### Goal a
Using the text on economic abstraction, answer these questions:
(i) On what basis do Ethereum miners currently prioritize transactions?
(ii) Which two assets are named as an example of a fee paid in a mix?
(iii) What does HD-PoS stand for?

### Page excerpt
══════════
Four Objections to Economic Abstraction (And Rubin’s Rebuttals)
- Lack of Software Support
Currently, Ethereum miners prioritize transactions based on gas paid in ETH. ETH is treated specially in the protocol. However, projects like WETH (Wrapped ETH) already treat ETH as a standard ERC-20 token. Rubin believes software can evolve to support broader payment options without compromising functionality. - Difficulty Pricing Multiple Tokens
Critics argue miners can’t efficiently assess the value of dozens—or hundreds—of different tokens. But Rubin counters that rational miners already model future ETH prices to maximize profits. Adding support for other token valuations isn't a radical leap—it’s an extension of existing economic behavior. - Contracts Without Tokens
Not all smart contracts issue tokens. Can they still pay fees? Rubin says yes—users could pay in a mix of available assets (e.g., LemonadeCoin + TeaBucks), while miners use decentralized exchanges to convert unwanted tokens into preferred ones. - Proof-of-Stake Requires ETH
In Ethereum’s current PoS model, validators stake ETH to participate. Rubin acknowledges this but suggests a theoretical alternative: Heterogeneous Deposit Proof-of-Stake (HD-PoS), where validators stake diverse assets using a weighted vector system. While unproven, he claims consensus might still be achievable if weight vectors align closely.
══════════
### Goal b
Return every line of the listing below that contains the word "crosswalk", treating uppercase and lowercase as different.
══════════
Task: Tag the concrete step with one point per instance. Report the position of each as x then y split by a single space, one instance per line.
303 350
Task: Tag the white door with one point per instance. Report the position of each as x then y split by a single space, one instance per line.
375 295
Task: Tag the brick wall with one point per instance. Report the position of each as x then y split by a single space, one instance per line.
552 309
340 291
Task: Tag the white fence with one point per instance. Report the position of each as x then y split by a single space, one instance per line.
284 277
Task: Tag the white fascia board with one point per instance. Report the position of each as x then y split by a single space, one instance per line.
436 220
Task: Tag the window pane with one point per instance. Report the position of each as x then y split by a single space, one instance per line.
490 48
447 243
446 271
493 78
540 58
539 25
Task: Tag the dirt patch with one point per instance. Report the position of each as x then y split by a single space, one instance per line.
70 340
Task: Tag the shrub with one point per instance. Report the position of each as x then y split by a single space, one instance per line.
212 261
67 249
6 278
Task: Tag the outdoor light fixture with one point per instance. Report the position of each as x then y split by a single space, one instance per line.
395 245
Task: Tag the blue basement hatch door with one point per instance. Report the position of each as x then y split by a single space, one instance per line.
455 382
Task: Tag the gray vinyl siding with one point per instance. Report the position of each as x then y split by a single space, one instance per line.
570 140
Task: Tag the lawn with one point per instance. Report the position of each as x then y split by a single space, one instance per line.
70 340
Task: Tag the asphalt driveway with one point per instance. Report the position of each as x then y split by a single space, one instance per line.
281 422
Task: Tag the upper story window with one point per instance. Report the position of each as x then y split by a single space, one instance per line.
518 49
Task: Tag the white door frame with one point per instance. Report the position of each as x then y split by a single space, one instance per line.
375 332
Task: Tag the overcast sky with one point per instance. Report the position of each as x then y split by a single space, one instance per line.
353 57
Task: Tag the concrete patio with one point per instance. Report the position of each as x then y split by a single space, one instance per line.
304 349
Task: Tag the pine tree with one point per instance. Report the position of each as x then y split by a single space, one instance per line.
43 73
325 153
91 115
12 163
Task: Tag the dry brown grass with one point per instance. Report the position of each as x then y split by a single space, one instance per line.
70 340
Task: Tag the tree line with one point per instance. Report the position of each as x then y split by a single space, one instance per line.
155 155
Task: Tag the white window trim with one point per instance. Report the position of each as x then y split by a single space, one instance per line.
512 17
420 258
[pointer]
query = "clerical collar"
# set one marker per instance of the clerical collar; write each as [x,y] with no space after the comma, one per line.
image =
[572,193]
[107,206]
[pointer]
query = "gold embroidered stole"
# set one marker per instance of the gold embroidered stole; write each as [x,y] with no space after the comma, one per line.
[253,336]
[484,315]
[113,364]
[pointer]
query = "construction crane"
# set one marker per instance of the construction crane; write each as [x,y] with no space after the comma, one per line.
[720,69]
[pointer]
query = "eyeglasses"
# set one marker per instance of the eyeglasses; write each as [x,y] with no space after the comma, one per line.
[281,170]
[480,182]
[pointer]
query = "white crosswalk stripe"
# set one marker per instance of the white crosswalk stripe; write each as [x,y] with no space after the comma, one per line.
══════════
### Task answer a
(i) Gas paid in ETH
(ii) LemonadeCoin and TeaBucks
(iii) Heterogeneous Deposit Proof-of-Stake

### Task answer b
query = "white crosswalk stripe"
# set one marker per instance of the white crosswalk stripe; write each as [x,y] with no space after the comma, one per line.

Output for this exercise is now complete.